====== PASSAGE

Biden spent the weekend at the Camp David presidential retreat, going on vacation as the situation worsened in Afghanistan.

Although Biden did release a written statement on Afghanistan on Saturday, he did not go on camera to reassure the American people as news broke that officials were destroying documents in the U.S. Embassy in Kabul and even taking the American flag down from the site. He has yet to speak directly to the American people on camera directly after Afghanistan’s president, Ashraf Ghani, fled the country and after the Taliban stormed the presidential palace in Kabul, with “with “exclusive” access granted to the terrorist-linked Al Jazeera network.

A senior administration official told another network that Biden would address the nation “in the next few days” about the crisis in Afghanistan.

A member of Congress on a foreign affairs committee call said, “We’ve heard more from the Taliban than we’ve heard from Biden,” according to Fox News White House Correspondent Jacqui Heinrich.

Republican members of Congress have slammed Biden for going on vacation at such a time.

Rep. Michael McCaul, R-TX, told CNN, “This is gonna be a stain on this president and his presidency.”

“And I think he’s gonna have blood on his hands from what they did,” McCaul added.

“Why is Joe Biden on vacation?” Rep. Jim Jordan, R-Ohio, asked on “Sunday Morning Futures.” “I don’t think he’s taken one question from the press this entire weekend, so this is a frightening situation.”

“Why is Joe Biden hiding?” asked Sen. Tom Cotton, R-Ark.

Rep. Lauren Boebert, R-Colo., accused Biden of “dereliction of duty.” Rep. Jim Banks, R-Ind., and Rep. Elise Stefanik, R-N.Y., also echoed the criticism.

Banks took a conference call briefing for members of Congress on Sunday. “It’s clear the Biden administration was caught unprepared, didn’t anticipate this catastrophe and the President is hiding & asleep at the wheel,” he remarked on Twitter.

In his statement on Saturday, Biden pledged not to allow the conflict in Afghanistan to continue, citing the enormous cost the 20-year war has already imposed on America. He attempted to blame former President Donald Trump for the situation, and warned the Taliban that attacks on U.S. personnel would be “met with a swift and strong U.S. military response.”

============

TASKS FOR THIS EXERCISE:
1. Name every member of Congress identified by name in the article on Biden and Afghanistan.
2. Update the article on Biden and Afghanistan, starting at "A member of" and ending at "such a time.", so that "holiday" takes the place of "vacation".
3. Write what comes next in the article on Biden and Afghanistan, picking up after its final sentence.
The lines that follow come from a separate source.

====== RECORDS SHOWN

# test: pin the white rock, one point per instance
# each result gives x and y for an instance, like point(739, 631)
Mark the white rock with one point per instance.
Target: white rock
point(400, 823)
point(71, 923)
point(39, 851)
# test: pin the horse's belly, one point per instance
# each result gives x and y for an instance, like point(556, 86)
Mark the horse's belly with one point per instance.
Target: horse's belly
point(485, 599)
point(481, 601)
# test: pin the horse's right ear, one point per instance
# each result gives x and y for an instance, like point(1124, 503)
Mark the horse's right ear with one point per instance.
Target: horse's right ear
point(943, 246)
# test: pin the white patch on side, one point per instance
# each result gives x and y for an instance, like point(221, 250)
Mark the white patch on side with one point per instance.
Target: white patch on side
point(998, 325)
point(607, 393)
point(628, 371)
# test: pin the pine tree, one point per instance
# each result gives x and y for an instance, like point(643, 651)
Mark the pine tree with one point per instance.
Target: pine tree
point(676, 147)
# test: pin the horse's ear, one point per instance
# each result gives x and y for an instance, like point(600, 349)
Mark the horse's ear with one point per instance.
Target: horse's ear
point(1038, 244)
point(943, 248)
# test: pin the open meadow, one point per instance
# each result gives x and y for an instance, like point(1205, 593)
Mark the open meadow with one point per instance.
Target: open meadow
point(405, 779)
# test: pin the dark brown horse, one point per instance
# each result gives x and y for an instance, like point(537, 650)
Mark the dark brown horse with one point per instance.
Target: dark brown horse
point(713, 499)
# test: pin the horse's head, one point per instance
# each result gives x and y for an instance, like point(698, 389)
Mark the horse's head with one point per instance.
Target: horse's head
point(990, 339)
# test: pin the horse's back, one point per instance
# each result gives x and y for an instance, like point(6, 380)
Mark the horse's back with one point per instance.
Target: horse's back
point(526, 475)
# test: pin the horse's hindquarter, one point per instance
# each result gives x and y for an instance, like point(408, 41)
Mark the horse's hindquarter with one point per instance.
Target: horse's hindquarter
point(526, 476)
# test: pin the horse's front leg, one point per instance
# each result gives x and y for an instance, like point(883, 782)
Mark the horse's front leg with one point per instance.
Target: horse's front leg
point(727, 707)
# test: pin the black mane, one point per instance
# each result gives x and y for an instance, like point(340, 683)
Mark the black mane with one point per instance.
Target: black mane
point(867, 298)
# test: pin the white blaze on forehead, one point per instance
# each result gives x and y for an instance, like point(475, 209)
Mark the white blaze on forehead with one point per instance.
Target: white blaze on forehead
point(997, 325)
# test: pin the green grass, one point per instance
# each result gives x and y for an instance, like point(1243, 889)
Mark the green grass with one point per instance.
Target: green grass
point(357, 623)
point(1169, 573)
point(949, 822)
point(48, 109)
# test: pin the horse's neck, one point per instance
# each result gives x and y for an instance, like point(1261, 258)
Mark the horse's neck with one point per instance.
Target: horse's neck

============
====== RECORDS SHOWN

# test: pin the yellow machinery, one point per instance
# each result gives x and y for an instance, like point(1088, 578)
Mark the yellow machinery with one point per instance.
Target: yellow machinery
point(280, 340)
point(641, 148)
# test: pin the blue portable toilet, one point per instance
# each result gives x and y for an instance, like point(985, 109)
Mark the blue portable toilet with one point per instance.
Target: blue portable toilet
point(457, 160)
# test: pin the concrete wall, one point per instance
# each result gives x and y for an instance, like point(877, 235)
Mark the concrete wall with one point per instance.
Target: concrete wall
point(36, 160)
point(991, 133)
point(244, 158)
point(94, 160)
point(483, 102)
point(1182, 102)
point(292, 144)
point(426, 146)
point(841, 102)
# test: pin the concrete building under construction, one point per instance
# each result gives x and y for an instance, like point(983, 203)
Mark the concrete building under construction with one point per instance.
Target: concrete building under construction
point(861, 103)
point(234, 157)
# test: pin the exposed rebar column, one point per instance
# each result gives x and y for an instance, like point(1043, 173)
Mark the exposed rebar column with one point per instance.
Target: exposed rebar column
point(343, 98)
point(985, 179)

============
====== RECORDS SHOWN

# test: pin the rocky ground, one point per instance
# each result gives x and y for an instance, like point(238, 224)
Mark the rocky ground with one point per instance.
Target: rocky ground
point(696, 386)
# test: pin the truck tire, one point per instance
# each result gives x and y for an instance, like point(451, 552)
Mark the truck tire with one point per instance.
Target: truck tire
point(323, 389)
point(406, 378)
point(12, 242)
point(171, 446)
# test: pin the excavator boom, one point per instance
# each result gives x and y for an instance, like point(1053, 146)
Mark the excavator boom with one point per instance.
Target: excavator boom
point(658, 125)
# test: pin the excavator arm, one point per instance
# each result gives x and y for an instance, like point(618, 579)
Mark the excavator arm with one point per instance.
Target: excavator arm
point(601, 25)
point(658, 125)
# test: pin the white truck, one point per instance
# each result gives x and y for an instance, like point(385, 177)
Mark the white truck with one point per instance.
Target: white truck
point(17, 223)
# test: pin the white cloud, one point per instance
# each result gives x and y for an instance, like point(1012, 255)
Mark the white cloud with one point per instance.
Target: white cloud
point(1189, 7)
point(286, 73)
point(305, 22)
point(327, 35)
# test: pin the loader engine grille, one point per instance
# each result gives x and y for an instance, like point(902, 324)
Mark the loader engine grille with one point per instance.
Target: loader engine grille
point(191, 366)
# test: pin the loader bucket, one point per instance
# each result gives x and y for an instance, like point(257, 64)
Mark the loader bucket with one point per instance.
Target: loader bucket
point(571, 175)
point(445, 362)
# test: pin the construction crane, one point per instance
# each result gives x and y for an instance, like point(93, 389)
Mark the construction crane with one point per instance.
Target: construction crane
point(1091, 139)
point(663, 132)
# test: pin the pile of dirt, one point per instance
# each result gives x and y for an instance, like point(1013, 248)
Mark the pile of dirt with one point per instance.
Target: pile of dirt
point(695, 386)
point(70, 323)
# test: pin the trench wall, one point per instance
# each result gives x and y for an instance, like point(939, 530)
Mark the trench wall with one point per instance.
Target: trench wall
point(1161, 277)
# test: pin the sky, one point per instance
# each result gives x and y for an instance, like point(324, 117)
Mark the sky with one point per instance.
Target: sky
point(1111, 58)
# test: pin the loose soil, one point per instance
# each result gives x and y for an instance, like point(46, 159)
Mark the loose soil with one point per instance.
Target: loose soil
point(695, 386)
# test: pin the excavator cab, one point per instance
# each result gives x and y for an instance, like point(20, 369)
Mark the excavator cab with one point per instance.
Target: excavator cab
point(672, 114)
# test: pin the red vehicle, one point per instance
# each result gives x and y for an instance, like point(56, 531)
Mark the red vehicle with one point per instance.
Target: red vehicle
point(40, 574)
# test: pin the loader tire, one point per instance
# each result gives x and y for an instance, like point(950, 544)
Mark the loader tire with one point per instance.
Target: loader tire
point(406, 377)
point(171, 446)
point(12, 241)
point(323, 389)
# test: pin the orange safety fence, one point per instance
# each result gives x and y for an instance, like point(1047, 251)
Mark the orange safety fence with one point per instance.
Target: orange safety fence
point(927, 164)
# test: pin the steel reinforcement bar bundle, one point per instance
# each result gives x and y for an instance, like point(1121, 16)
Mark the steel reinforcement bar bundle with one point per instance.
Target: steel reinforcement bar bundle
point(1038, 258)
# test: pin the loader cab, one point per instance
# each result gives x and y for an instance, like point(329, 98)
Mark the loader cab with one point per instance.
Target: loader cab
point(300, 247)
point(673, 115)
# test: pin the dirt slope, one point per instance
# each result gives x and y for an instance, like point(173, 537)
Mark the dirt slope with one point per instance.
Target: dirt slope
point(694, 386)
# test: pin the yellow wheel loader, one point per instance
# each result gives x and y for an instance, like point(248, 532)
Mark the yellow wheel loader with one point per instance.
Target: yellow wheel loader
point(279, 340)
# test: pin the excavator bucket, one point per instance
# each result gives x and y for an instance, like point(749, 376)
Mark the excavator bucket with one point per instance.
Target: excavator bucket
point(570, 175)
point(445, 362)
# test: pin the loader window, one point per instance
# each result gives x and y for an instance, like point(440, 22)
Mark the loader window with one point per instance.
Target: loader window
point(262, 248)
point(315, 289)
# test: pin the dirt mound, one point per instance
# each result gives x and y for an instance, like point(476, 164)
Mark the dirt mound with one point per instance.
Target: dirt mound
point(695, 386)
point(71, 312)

============

TASK RESULTS:
1. Michael McCaul, Jim Jordan, Tom Cotton, Lauren Boebert, Jim Banks, Elise Stefanik

2.
A member of Congress on a foreign affairs committee call said, “We’ve heard more from the Taliban than we’ve heard from Biden,” according to Fox News White House Correspondent Jacqui Heinrich.

Republican members of Congress have slammed Biden for going on holiday at such a time.

3.
He authorized the deployment of approximately 5,000 U.S. troops to ensure “an orderly and safe drawdown of U.S. personnel and other allied personnel, and an orderly and safe evacuation of Afghans who helped our troops.” He directed his administration to support President Ghani and other Afghan leaders as they pursue “a political settlement,” ostensibly leaving the Taliban in control.

Biden issued a stern warning to the Taliban, saying that “any action on their part on the ground in Afghanistan, that puts U.S. personnel or our mission at risk there, will be met with a swift and strong U.S. military response.”

He concluded by suggesting that Trump was to blame for the situation.

“When I came to office, I inherited a deal cut by my predecessor—which he invited the Taliban to discuss at Camp David on the eve of 9/11 of 2019—that left the Taliban in the strongest position militarily since 2001 and imposed a May 1, 2021 deadline on U.S. Forces. Shortly before he left office, he also drew U.S. Forces down to a bare minimum of 2,500,” Biden wrote.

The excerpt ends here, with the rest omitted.